Start of Data for this exercise
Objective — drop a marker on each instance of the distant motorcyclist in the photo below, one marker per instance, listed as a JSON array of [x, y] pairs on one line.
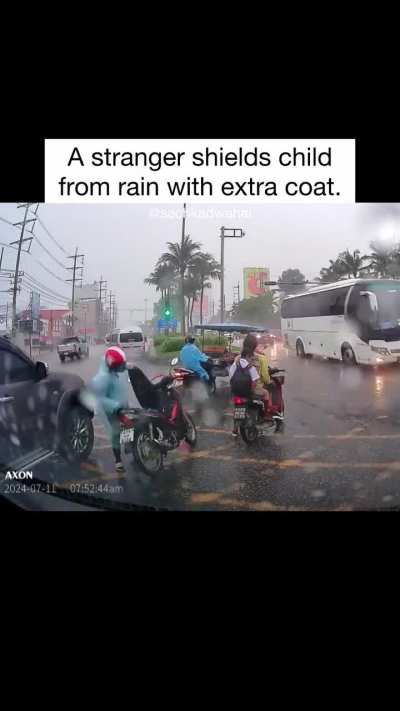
[[111, 388], [251, 371], [192, 358]]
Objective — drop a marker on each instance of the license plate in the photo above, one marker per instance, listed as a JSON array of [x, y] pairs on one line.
[[127, 436], [240, 413]]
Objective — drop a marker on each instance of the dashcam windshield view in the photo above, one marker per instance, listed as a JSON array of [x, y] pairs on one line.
[[187, 357]]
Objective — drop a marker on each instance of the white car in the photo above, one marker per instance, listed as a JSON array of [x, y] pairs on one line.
[[73, 347]]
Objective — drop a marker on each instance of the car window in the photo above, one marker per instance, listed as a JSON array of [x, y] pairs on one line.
[[14, 369]]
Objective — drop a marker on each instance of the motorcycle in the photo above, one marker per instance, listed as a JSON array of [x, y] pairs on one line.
[[250, 416], [186, 378], [149, 433]]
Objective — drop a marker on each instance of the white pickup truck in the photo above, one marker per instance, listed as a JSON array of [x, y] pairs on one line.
[[73, 347]]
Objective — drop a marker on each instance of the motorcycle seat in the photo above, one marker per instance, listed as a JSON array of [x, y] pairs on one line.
[[164, 382]]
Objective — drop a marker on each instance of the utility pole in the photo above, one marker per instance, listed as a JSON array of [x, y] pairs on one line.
[[111, 311], [226, 232], [102, 291], [16, 274], [74, 279], [183, 328]]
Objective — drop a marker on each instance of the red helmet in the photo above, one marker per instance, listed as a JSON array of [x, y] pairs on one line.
[[115, 358]]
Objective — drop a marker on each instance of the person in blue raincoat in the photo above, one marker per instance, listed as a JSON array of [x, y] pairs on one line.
[[192, 358], [111, 389]]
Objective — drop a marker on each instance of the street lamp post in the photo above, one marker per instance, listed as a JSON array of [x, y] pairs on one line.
[[226, 232]]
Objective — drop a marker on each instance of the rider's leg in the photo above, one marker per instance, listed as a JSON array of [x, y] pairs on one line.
[[115, 443]]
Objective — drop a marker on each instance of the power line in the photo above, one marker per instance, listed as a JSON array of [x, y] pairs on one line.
[[48, 288], [44, 291], [51, 236], [9, 246], [49, 253]]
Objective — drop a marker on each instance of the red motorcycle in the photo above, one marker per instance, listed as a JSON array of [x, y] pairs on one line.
[[186, 378], [159, 426], [250, 415]]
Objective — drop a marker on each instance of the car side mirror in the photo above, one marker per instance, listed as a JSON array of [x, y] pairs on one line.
[[42, 370]]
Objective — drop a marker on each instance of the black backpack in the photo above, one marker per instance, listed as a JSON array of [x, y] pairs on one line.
[[241, 381]]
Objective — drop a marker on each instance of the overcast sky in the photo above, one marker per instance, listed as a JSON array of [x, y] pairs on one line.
[[123, 242]]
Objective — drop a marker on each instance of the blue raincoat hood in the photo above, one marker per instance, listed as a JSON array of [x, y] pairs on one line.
[[111, 389]]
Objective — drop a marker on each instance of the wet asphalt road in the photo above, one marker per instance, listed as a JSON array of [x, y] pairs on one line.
[[339, 449]]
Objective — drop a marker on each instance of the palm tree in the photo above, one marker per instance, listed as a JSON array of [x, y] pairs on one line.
[[384, 259], [181, 257], [353, 262], [206, 267], [335, 272], [192, 287], [162, 278]]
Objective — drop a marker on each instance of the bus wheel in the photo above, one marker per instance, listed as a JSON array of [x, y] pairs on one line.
[[300, 352], [348, 356]]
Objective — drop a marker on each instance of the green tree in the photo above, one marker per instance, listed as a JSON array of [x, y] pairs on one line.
[[335, 272], [384, 259], [181, 258], [205, 267], [256, 311], [293, 276], [353, 263], [163, 278]]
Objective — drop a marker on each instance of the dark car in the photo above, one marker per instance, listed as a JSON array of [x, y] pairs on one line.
[[40, 412]]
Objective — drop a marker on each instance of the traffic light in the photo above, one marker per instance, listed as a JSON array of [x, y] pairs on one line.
[[167, 313]]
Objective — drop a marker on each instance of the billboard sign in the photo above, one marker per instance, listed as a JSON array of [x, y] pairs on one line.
[[253, 281]]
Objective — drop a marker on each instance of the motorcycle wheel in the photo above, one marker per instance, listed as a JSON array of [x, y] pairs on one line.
[[191, 432], [147, 453], [249, 433]]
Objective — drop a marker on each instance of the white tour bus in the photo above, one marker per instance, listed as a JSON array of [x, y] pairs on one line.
[[356, 321], [129, 339]]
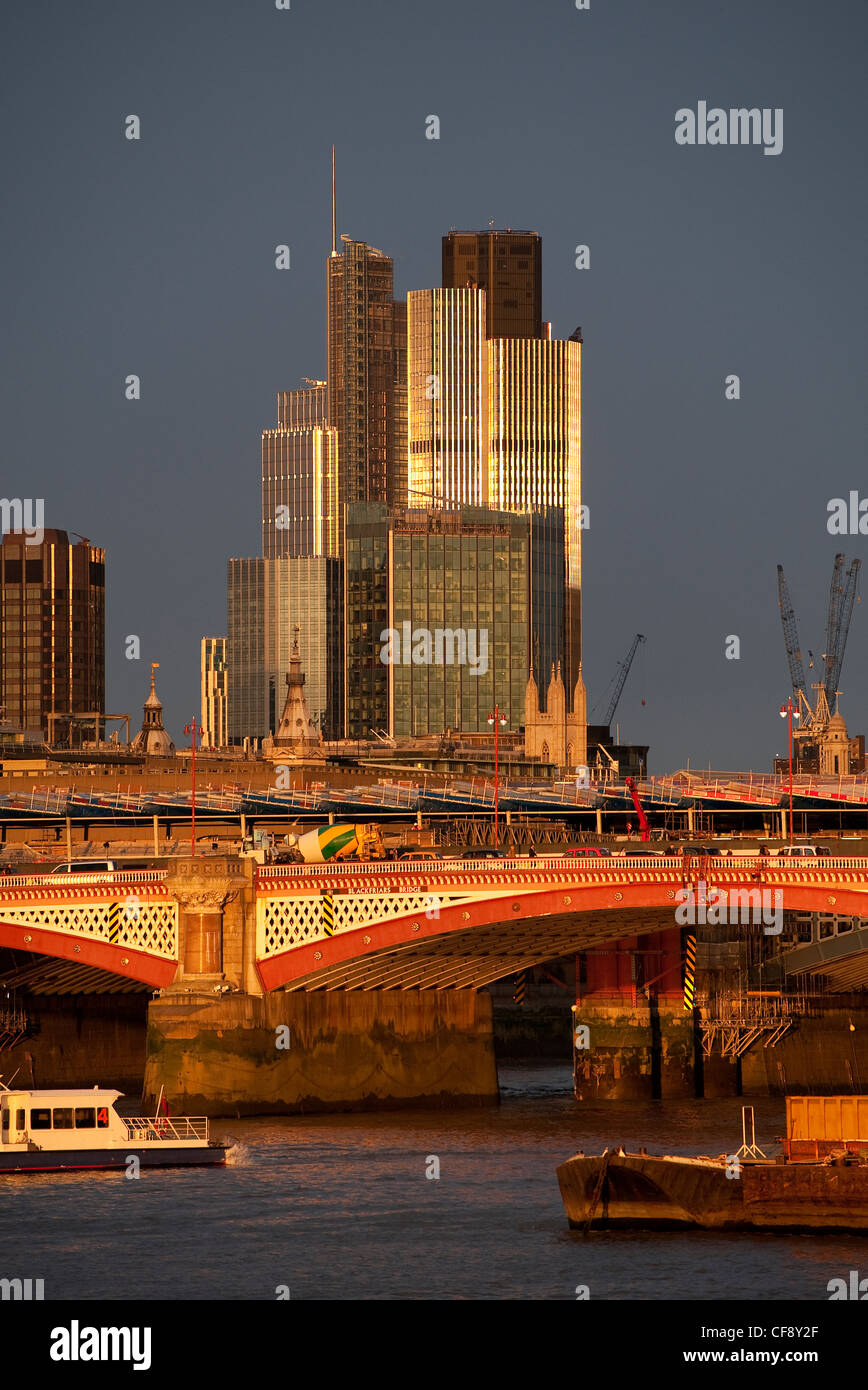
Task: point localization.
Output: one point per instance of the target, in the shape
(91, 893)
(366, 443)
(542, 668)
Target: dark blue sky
(157, 257)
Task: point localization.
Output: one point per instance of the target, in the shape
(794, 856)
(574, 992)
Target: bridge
(440, 925)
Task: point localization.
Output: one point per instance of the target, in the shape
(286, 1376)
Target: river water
(340, 1207)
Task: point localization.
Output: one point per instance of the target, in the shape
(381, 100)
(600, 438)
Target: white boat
(47, 1132)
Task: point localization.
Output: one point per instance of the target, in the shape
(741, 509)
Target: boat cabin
(60, 1119)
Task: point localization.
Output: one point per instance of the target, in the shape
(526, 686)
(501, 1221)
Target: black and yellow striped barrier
(327, 913)
(114, 920)
(689, 973)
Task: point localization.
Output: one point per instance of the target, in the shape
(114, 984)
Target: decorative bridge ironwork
(416, 925)
(463, 923)
(124, 923)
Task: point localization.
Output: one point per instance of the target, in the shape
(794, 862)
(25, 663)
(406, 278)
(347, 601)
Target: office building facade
(213, 677)
(302, 597)
(440, 616)
(447, 398)
(246, 683)
(299, 478)
(366, 373)
(52, 635)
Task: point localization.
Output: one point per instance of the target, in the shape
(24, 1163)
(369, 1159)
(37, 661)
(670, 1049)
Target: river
(340, 1207)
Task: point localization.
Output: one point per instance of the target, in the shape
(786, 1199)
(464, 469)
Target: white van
(84, 866)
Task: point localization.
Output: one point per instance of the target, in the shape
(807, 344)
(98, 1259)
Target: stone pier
(219, 1045)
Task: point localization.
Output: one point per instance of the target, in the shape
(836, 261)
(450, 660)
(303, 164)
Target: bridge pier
(220, 1045)
(288, 1054)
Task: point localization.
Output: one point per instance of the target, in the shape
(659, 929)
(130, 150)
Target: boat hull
(671, 1193)
(71, 1159)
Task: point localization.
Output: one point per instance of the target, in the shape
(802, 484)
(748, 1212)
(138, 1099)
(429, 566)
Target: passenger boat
(49, 1132)
(820, 1182)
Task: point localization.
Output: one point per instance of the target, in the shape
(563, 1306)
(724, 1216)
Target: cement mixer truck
(326, 843)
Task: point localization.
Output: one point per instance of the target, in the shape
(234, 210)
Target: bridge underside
(477, 957)
(842, 961)
(50, 975)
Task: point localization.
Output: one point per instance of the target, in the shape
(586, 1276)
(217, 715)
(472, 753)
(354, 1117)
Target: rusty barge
(820, 1182)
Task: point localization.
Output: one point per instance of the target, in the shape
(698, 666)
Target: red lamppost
(789, 713)
(191, 729)
(498, 719)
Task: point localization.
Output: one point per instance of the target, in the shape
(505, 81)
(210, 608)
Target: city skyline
(693, 498)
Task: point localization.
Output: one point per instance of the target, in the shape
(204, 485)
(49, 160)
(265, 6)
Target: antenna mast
(334, 224)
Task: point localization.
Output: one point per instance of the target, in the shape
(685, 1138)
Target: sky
(156, 257)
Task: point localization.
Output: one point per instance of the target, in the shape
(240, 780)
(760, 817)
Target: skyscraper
(299, 478)
(534, 453)
(366, 380)
(52, 634)
(303, 594)
(508, 266)
(447, 396)
(213, 663)
(246, 685)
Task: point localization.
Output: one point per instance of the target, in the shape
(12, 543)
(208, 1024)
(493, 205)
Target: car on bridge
(589, 852)
(84, 866)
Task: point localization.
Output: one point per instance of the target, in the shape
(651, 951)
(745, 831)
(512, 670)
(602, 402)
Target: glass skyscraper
(52, 634)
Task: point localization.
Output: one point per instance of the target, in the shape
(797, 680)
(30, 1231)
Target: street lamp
(789, 713)
(191, 729)
(498, 720)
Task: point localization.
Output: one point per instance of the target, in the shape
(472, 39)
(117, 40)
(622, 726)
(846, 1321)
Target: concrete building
(213, 666)
(53, 635)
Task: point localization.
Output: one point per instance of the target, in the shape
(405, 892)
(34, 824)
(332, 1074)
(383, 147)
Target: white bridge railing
(166, 1129)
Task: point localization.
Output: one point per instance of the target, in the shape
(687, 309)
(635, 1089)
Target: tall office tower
(366, 583)
(52, 634)
(365, 373)
(246, 684)
(305, 594)
(534, 453)
(440, 612)
(299, 478)
(508, 266)
(447, 396)
(214, 727)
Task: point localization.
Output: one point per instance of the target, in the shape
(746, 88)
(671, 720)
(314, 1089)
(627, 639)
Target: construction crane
(842, 598)
(637, 806)
(790, 637)
(621, 676)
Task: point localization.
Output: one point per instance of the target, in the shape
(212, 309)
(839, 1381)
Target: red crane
(643, 819)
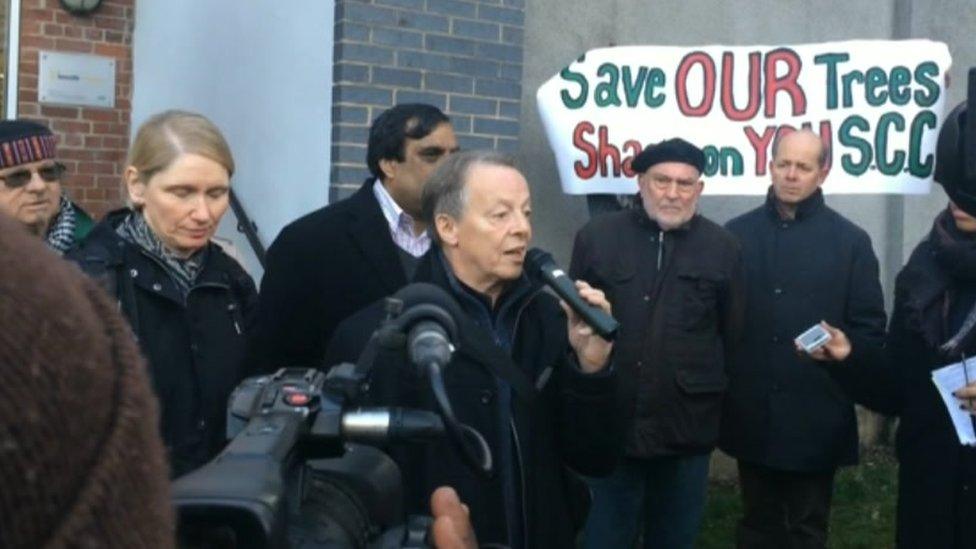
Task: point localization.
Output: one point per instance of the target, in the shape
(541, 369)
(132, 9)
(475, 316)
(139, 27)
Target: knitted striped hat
(24, 141)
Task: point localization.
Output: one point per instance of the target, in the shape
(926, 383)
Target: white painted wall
(262, 71)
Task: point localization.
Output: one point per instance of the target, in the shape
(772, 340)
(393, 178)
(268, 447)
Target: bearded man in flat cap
(30, 186)
(675, 282)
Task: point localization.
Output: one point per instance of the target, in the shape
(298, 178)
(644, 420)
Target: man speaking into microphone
(532, 378)
(676, 284)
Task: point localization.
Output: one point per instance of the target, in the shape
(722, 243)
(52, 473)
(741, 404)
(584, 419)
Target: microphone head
(536, 260)
(424, 301)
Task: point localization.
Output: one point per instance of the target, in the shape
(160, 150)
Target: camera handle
(431, 331)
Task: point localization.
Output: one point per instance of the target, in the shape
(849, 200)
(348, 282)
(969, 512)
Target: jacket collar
(810, 206)
(369, 231)
(643, 220)
(149, 273)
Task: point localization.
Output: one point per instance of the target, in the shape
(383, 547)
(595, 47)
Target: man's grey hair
(446, 190)
(824, 148)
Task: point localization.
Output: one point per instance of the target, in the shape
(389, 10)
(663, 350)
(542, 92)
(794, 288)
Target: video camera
(302, 469)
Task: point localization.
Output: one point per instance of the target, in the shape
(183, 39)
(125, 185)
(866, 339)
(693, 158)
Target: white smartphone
(813, 339)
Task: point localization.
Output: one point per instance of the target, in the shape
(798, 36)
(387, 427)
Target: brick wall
(463, 56)
(92, 142)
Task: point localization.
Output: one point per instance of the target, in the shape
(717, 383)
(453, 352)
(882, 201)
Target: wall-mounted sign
(877, 104)
(76, 79)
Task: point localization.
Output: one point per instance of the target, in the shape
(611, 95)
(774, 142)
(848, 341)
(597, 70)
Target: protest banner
(878, 104)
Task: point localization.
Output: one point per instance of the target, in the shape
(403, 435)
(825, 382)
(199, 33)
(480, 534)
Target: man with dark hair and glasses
(332, 262)
(31, 189)
(675, 280)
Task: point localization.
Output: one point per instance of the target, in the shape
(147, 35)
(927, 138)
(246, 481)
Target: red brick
(74, 154)
(59, 112)
(107, 127)
(38, 42)
(71, 31)
(34, 14)
(50, 29)
(95, 35)
(71, 126)
(110, 23)
(67, 44)
(100, 115)
(118, 51)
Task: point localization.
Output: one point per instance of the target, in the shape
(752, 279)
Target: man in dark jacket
(789, 424)
(674, 279)
(538, 389)
(31, 189)
(332, 262)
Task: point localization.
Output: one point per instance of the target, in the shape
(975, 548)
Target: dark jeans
(669, 490)
(783, 509)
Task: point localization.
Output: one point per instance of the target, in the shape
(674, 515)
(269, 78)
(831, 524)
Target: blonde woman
(188, 303)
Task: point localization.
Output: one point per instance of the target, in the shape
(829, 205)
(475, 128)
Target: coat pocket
(701, 382)
(699, 299)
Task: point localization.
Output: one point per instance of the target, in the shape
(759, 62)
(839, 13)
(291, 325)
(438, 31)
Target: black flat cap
(671, 150)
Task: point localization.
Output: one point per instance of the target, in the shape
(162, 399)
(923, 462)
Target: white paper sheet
(951, 378)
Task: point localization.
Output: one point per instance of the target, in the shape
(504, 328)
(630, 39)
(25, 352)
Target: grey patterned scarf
(183, 271)
(61, 234)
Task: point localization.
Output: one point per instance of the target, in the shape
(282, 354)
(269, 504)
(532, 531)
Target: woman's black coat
(937, 475)
(195, 348)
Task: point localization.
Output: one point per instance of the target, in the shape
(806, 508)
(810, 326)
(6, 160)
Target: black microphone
(428, 343)
(539, 263)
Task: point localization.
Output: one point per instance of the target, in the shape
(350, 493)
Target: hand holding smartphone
(813, 339)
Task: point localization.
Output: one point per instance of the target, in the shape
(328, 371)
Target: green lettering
(847, 139)
(885, 166)
(831, 60)
(632, 86)
(875, 86)
(917, 166)
(606, 92)
(568, 100)
(898, 90)
(849, 79)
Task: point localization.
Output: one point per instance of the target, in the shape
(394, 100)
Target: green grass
(862, 514)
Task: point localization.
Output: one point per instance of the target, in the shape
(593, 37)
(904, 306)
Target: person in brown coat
(81, 463)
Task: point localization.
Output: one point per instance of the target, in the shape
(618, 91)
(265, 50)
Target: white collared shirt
(400, 223)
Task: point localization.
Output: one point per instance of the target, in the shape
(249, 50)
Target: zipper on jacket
(518, 458)
(660, 249)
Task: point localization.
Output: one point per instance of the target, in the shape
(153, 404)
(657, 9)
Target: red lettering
(634, 148)
(602, 156)
(584, 170)
(681, 83)
(728, 101)
(787, 82)
(760, 144)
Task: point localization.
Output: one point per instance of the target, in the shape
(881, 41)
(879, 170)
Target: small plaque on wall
(76, 79)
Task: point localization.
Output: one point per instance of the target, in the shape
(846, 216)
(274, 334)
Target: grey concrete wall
(558, 31)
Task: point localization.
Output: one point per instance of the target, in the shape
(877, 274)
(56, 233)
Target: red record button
(297, 399)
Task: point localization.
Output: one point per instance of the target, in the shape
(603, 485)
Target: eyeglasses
(662, 183)
(50, 174)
End of Data for this exercise
**Task item**
Begin at the line above that has "Target: office building facade" and stop after the line that has "(138, 1099)", copying each line exactly and adding nothing else.

**Response for this exercise**
Target: office building facade
(213, 677)
(302, 597)
(440, 616)
(447, 398)
(246, 683)
(299, 478)
(366, 373)
(52, 635)
Task: point localization.
Output: one point per instance of the target, in the shape
(24, 1163)
(369, 1159)
(37, 661)
(670, 1049)
Target: river
(340, 1207)
Task: point localization.
Output: one point per instance of the target, in the shape
(786, 1199)
(464, 469)
Target: white van
(84, 866)
Task: point localization.
Output: one point per instance of the target, in the shape
(807, 344)
(98, 1259)
Target: stone pier
(219, 1045)
Task: point localization.
Output: one point per instance of the target, in the shape
(836, 261)
(450, 660)
(303, 164)
Target: bridge pier
(220, 1045)
(288, 1054)
Task: point localization.
Output: one point per instance of the target, in the shape
(659, 929)
(130, 150)
Target: boat hull
(671, 1193)
(71, 1159)
Task: point localization.
Output: one point per instance of the target, in the shape
(802, 484)
(748, 1212)
(138, 1099)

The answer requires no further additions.